**REQUIRED TASK:** Copy out every one of the records below, requests included, but multiply each bounding-box coordinate in the answers by 2.3 and round it to a whole number, with halves rounded up. Leave the requests unchanged and the pictures out.

————

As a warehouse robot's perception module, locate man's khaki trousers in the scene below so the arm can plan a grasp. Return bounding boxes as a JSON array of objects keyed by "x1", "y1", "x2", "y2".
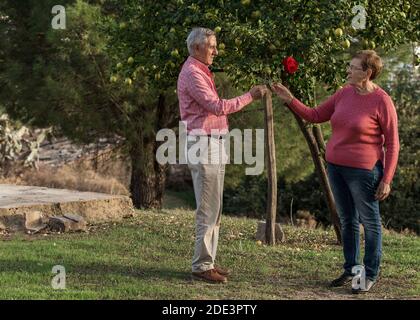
[{"x1": 187, "y1": 136, "x2": 227, "y2": 272}]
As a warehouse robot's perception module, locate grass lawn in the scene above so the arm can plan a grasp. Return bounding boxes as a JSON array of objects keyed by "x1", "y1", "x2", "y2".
[{"x1": 0, "y1": 192, "x2": 420, "y2": 299}]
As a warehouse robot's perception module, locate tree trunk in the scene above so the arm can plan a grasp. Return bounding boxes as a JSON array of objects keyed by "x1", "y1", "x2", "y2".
[
  {"x1": 262, "y1": 91, "x2": 283, "y2": 245},
  {"x1": 130, "y1": 95, "x2": 174, "y2": 208},
  {"x1": 287, "y1": 111, "x2": 341, "y2": 244},
  {"x1": 130, "y1": 141, "x2": 167, "y2": 208}
]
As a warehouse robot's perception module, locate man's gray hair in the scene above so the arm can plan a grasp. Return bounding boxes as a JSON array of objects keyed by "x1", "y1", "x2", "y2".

————

**FULL RESPONSE:**
As a warehouse robot's perception module, locate man's khaki trousers in the scene below so the arm can plan a grasp. Return bounding boxes as a JSON array of objects keyed by "x1", "y1", "x2", "y2".
[{"x1": 430, "y1": 313, "x2": 522, "y2": 626}]
As a warehouse robot's perception module, locate grass lawn in the scene above so the arm can plan a grasp. Return bounding boxes as a JSON array of objects keyed by "x1", "y1", "x2", "y2".
[{"x1": 0, "y1": 442, "x2": 966, "y2": 688}]
As a warehouse robot's perception module, locate tree trunk in the scene above so the arm can plan a grasp. Return bounding boxes as a JSON array of objects keyed by "x1", "y1", "x2", "y2".
[
  {"x1": 603, "y1": 209, "x2": 651, "y2": 564},
  {"x1": 299, "y1": 219, "x2": 400, "y2": 478},
  {"x1": 660, "y1": 255, "x2": 784, "y2": 561},
  {"x1": 299, "y1": 324, "x2": 384, "y2": 478}
]
As a warehouse robot's perception module, locate man's gray hair in the scene above so the arm can plan a grasp. Return bounding boxes as a JSON array of objects keyed by "x1", "y1", "x2", "y2".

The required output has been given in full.